## Exercise goal
Update the stretch from the line containing "Mark one point per instance of the cloud" through the end of the records by changing every "streak" to "band", and give back only those lines with everything else left as it is.

## Data to use

---

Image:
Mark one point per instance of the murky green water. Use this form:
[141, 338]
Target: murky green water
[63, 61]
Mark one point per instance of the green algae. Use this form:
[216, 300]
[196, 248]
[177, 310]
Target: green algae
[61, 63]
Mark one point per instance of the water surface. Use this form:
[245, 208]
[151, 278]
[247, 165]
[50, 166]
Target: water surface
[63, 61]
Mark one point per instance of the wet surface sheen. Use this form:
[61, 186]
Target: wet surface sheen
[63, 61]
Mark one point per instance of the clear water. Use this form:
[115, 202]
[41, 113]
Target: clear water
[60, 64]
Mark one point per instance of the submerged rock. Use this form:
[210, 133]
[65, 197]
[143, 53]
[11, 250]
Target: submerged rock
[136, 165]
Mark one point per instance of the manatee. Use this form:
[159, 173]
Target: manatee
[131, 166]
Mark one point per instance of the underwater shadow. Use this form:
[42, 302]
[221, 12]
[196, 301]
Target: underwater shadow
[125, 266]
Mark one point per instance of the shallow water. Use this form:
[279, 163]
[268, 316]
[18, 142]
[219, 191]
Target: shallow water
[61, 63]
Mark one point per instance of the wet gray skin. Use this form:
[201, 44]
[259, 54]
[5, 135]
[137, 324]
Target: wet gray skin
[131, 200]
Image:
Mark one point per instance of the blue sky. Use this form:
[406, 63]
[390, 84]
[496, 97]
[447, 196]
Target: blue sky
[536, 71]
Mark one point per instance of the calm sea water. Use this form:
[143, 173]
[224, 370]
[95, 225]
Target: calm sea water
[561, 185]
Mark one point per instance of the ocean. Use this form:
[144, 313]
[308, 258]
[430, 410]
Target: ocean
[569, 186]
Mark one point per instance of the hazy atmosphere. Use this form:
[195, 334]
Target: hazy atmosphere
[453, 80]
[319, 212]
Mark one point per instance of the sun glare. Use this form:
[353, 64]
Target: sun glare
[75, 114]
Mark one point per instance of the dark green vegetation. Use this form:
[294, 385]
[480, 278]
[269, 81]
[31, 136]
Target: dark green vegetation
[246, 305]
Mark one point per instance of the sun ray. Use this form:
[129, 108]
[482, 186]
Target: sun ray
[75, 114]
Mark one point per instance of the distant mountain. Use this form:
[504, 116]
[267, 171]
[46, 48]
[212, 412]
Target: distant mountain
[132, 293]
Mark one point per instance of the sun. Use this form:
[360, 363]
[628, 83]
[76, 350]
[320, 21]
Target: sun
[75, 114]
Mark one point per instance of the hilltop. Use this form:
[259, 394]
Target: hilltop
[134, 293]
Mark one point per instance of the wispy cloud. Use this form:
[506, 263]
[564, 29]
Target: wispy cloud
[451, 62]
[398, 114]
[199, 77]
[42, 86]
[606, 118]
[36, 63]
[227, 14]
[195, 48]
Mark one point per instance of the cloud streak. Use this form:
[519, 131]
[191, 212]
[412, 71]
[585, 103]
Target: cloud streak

---

## Solution below
Mark one point per instance of the cloud band. Use this form:
[519, 131]
[191, 212]
[412, 71]
[585, 103]
Target: cloud band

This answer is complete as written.